Клуб ЛИИМ Корнея Композиторова. Вестибюль

 

АРТ-салон. Художественный салон Клуба ЛИИМ

 

Клуб ЛИИМ
Корнея
Композиторова

ПОИСК В КЛУБЕ

ЛИТ-салон

ЛИИМиздат

МУЗ-салон

ОТЗЫВЫ

КОНТАКТЫ

 

 
 

Главная

АРТ-имена

Поиск в АРТ-салоне

Арт-сайты

       
 

Гюстав Курбе
Творчество художника (начало)

Творчество художника (начало)
Творчество художника (продолжение 1)
Творчество художника (продолжение 2)
Творчество художника (окончание)

Штукатур. Дикий месильщик гипса.
Красочный невежа. Он лепит, как римлянин.
И он был подлинным живописцем.
За столетие нет никого, кто бы мог с ним
справиться.

Сезанн о Курбе

Есть художники, чья творческая мысль как будто совершенно не связана с географией их рождения и проживания, их искусство расцветает и плодоносит независимо от той естественной среды, которая их вскормила и вынянчила, и питается, по-видимому, какими-то иными, другими источниками. Таков был парижанин Огюст Ренуар, всю свою жизнь писавший праздники, женщин и женское тело и оставшийся в памяти человечества как художник общечеловеческого счастья и радости, или амстердамец Рембрандт, уносившийся мечтами в своей мастерской в далекое ветхозаветное прошлое и создававший образы, исполненные библейской силы и евангельского сострадания. Кажется, где бы ни жили эти великие мастера и куда бы их ни заносила судьба, их искусство нисколько не пострадало бы от перемены их местожительства: они повсюду бы оставались только собой, и один из них по-прежнему воспевал бы светлую радость, а другой бы печалился и страдал.

Но есть и другие художники, те, чье творчество органически вырастает из взрастившей их почвы, как кусты земляники из прогретой солнцем лесной земли. Таков был великий итальянец XVIII столетия Каналетто, так же неразрывно связанный с жизнью венецианской лагуны, как и остроносые и изящные гондолы с гладью знаменитых каналов. Стоит произнести нам имя этого прекрасного мастера, как память немедленно реставрирует созданные им нарядные венецианские ведуты, ибо и то и другое уже давно отождествилось в нашем сознании. Точно так же и Александр Бенуа непредставим без классической строгости и ясности Санкт-Петербурга, который так гармонировал с ясностью и упорядоченностью его французской души, а милая скромность и задушевность нашего русского Венецианова кажется как будто продолжением неброской красоты тверских полей и небес.

Эта редкая сращенность души и пейзажа, художнического таланта и характера края, где этот талант возник и возрос, в величайшей степени свойственна и Гюставу Курбе - одному из лучших мастеров XIX столетия. Вся его живопись - это громкий и громоподобный крик, дикий голос его родных плоскогорий, его родных лесов и утесов, молчавших многие тысячи лет, чтобы вдруг заговорить и заставить вслушаться в себя современного уставшего человека. Кажется даже, что если бы не было Курбе, то его следовало выдумать, чтобы вдохнуть в слишком изнеженное и трепетное искусство французов толику мужественности, силы и крепкого аромата деревенского бодрящего воздуха.

* **ЗАДАНИЕ A**: Отберите из записей все строки, где встречается слово "cape", и перепишите их без изменений.

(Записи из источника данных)
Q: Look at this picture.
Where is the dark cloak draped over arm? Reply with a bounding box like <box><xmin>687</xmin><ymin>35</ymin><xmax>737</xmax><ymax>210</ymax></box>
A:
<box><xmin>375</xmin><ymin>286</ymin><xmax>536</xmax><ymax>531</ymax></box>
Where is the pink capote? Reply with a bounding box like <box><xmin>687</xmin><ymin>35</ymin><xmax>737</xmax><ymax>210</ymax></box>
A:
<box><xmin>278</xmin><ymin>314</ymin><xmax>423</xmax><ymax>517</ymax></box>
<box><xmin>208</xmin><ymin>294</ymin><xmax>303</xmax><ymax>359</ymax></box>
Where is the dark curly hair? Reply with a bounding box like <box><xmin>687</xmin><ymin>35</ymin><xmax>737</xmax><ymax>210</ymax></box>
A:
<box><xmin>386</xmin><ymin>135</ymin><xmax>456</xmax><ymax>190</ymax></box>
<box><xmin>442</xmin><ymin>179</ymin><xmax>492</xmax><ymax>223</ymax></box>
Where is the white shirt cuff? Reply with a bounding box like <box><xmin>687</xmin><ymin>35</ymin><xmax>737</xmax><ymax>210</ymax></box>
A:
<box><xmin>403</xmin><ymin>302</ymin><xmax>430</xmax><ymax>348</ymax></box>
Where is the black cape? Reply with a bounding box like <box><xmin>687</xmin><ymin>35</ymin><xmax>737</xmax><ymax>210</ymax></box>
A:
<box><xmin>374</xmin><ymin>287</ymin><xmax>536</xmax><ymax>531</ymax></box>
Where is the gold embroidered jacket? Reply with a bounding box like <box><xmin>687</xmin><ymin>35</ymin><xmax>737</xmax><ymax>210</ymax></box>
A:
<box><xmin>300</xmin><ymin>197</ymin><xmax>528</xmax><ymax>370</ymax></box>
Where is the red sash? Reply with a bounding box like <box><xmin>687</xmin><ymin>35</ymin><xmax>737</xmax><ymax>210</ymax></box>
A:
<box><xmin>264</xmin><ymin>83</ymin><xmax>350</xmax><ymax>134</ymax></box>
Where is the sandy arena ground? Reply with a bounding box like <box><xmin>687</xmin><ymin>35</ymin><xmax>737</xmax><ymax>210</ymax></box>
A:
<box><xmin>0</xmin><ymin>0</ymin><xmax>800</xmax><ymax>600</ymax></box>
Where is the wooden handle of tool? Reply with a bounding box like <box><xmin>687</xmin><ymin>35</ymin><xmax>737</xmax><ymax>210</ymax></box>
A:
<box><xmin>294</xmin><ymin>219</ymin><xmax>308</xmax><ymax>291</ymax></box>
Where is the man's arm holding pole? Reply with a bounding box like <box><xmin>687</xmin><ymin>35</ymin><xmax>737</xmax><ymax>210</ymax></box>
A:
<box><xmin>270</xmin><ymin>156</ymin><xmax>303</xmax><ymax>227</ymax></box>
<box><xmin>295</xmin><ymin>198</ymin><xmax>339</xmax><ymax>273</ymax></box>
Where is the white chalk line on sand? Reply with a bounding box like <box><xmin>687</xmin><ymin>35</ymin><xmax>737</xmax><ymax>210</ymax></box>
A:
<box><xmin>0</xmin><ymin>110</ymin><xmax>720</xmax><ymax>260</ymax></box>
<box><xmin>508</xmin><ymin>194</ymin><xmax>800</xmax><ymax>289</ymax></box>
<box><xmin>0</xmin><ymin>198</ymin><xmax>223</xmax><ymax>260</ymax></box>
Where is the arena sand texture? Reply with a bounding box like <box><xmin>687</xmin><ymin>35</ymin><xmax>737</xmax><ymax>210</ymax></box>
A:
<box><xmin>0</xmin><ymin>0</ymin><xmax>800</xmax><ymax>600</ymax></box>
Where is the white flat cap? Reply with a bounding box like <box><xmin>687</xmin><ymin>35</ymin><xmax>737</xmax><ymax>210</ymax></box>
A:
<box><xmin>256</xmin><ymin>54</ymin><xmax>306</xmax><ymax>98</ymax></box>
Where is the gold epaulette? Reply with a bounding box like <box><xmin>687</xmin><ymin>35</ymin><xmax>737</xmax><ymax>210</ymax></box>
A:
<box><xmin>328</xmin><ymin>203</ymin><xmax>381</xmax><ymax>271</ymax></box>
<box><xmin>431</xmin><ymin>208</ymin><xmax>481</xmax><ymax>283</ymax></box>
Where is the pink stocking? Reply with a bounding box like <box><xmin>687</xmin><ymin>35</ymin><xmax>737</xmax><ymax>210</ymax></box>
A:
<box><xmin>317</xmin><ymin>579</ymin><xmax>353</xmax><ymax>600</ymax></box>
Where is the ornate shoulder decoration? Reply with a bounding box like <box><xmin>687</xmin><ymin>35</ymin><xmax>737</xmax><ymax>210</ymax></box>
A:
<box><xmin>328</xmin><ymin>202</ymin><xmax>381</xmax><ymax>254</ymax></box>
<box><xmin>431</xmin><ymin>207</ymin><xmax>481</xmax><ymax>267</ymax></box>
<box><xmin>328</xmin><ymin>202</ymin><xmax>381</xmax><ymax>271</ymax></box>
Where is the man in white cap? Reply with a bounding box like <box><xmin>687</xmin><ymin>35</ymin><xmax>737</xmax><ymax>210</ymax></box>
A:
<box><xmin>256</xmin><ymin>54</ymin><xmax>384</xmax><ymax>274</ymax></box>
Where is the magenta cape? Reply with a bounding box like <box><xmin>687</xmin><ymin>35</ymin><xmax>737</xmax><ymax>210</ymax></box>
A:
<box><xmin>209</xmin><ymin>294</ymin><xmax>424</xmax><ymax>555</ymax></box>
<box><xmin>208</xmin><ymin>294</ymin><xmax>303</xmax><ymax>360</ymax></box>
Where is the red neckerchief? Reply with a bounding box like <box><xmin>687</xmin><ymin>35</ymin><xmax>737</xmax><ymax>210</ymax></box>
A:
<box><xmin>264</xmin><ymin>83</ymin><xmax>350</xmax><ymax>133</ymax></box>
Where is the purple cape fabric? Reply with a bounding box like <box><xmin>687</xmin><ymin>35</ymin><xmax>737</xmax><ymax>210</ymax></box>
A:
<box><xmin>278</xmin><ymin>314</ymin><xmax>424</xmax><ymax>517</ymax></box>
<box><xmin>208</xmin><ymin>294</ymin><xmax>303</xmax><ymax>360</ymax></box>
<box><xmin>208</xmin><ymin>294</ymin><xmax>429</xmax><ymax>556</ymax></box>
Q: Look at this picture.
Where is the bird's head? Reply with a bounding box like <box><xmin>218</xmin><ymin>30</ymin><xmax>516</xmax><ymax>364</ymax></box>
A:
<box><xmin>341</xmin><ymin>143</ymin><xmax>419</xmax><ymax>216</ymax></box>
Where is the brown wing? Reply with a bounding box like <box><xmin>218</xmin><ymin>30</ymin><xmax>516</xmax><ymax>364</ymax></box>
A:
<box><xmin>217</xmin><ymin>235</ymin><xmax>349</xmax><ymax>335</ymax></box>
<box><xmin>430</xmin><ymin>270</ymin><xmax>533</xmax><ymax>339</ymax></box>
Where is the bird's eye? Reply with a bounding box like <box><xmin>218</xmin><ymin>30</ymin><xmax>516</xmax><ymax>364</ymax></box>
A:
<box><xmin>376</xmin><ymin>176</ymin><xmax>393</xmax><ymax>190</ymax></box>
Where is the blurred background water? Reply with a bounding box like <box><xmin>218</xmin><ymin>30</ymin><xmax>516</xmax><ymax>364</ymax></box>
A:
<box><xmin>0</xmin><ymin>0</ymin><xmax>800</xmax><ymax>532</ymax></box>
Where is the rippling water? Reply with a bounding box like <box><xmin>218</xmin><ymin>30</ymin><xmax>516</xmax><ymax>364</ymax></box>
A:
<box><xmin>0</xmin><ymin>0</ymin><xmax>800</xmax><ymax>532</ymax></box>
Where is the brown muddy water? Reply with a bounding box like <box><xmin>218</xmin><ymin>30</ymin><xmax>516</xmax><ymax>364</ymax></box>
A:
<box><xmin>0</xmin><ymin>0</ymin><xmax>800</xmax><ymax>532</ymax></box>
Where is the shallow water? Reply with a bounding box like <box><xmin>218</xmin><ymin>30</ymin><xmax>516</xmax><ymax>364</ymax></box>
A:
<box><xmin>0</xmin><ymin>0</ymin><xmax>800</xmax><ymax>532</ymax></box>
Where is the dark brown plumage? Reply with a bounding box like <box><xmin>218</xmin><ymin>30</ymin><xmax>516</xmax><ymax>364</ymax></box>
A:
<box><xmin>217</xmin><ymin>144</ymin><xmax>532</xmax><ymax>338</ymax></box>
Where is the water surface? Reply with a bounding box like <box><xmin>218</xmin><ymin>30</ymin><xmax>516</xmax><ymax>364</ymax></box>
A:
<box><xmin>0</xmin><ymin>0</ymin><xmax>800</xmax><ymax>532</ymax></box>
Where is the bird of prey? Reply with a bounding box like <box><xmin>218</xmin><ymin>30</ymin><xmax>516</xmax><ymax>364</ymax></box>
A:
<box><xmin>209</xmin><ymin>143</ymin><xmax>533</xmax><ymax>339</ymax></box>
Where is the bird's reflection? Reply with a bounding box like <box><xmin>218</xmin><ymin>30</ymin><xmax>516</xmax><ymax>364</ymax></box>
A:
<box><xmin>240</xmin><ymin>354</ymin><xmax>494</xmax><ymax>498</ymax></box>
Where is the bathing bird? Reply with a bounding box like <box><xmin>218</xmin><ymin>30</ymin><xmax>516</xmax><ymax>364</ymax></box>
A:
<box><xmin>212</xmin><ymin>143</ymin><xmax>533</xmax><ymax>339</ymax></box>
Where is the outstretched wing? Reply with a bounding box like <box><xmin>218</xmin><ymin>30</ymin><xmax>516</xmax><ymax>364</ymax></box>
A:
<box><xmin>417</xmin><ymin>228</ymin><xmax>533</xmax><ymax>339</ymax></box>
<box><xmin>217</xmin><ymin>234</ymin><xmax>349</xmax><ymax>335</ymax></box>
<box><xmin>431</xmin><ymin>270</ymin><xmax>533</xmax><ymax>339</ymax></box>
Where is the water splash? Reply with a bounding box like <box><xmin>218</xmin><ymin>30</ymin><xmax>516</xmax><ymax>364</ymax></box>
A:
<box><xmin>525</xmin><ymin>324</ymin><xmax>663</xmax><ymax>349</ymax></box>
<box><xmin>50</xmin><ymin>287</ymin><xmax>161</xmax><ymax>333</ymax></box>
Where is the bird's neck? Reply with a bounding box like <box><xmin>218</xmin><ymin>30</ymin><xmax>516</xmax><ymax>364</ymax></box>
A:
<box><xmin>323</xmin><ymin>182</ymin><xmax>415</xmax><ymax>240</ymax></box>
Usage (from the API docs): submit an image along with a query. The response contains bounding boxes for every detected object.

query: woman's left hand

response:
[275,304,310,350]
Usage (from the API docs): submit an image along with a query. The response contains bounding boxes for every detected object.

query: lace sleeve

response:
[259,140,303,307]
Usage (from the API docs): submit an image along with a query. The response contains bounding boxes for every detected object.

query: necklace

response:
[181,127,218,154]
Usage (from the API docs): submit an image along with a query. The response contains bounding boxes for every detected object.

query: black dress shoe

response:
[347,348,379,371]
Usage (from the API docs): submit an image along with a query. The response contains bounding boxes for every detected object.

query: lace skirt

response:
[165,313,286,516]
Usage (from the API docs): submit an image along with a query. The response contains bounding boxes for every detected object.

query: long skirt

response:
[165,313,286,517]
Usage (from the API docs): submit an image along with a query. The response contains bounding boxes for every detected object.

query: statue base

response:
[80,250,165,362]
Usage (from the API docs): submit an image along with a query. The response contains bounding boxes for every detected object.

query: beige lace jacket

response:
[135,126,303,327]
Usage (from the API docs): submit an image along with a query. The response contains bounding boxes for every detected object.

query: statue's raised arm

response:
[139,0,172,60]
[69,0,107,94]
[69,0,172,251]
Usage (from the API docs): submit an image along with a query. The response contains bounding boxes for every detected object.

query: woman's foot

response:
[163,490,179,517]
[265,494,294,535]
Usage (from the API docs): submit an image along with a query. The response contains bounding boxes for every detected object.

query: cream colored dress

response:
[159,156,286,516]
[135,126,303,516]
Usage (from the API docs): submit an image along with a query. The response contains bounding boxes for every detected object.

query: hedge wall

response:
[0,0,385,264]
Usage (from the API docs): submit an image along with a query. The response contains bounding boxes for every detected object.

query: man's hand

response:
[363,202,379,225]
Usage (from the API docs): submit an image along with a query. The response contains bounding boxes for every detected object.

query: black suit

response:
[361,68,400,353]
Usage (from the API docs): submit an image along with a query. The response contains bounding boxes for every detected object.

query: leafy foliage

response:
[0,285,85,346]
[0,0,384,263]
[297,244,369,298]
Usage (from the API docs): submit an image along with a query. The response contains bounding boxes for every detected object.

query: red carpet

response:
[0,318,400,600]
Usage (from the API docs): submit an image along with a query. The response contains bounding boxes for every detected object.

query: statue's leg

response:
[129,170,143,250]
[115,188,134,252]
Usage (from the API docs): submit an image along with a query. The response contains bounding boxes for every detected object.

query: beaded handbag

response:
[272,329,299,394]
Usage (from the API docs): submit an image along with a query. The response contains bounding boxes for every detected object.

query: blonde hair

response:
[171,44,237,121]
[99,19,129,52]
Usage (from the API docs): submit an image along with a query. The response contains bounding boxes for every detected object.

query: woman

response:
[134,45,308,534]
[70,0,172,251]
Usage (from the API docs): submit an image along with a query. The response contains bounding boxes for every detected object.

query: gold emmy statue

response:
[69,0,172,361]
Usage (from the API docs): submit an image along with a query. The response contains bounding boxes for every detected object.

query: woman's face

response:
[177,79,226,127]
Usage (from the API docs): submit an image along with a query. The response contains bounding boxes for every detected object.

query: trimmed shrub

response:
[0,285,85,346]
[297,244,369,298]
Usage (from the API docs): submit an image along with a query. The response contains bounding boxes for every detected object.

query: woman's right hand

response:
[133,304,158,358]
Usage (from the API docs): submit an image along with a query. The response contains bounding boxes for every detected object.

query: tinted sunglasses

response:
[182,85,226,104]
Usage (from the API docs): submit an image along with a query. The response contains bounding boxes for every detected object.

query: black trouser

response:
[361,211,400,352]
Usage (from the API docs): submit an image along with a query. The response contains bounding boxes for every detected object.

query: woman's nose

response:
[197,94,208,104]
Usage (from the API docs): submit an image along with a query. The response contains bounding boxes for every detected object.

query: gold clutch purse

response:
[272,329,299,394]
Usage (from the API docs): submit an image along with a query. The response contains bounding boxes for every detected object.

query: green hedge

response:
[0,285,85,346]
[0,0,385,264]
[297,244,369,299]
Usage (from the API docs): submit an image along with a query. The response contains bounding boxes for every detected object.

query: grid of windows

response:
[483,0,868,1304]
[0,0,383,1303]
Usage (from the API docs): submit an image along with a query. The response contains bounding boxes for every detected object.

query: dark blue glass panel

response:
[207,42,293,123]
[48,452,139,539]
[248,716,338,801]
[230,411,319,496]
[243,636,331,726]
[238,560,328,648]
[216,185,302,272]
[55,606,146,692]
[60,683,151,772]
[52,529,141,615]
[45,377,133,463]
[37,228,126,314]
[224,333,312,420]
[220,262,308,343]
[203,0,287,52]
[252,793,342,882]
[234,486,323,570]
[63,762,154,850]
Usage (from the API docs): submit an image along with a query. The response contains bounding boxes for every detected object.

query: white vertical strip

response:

* **ЗАДАНИЕ B**: С жизнью чего, согласно тексту о Гюставе Курбе, неразрывно связан Каналетто?

* **ПОЛНЫЙ ОТВЕТ A**:
Where is the black cape? Reply with a bounding box like <box><xmin>687</xmin><ymin>35</ymin><xmax>737</xmax><ymax>210</ymax></box>
Where is the magenta cape? Reply with a bounding box like <box><xmin>687</xmin><ymin>35</ymin><xmax>737</xmax><ymax>210</ymax></box>
Where is the purple cape fabric? Reply with a bounding box like <box><xmin>687</xmin><ymin>35</ymin><xmax>737</xmax><ymax>210</ymax></box>

* **ПОЛНЫЙ ОТВЕТ B**: С жизнью венецианской лагуны.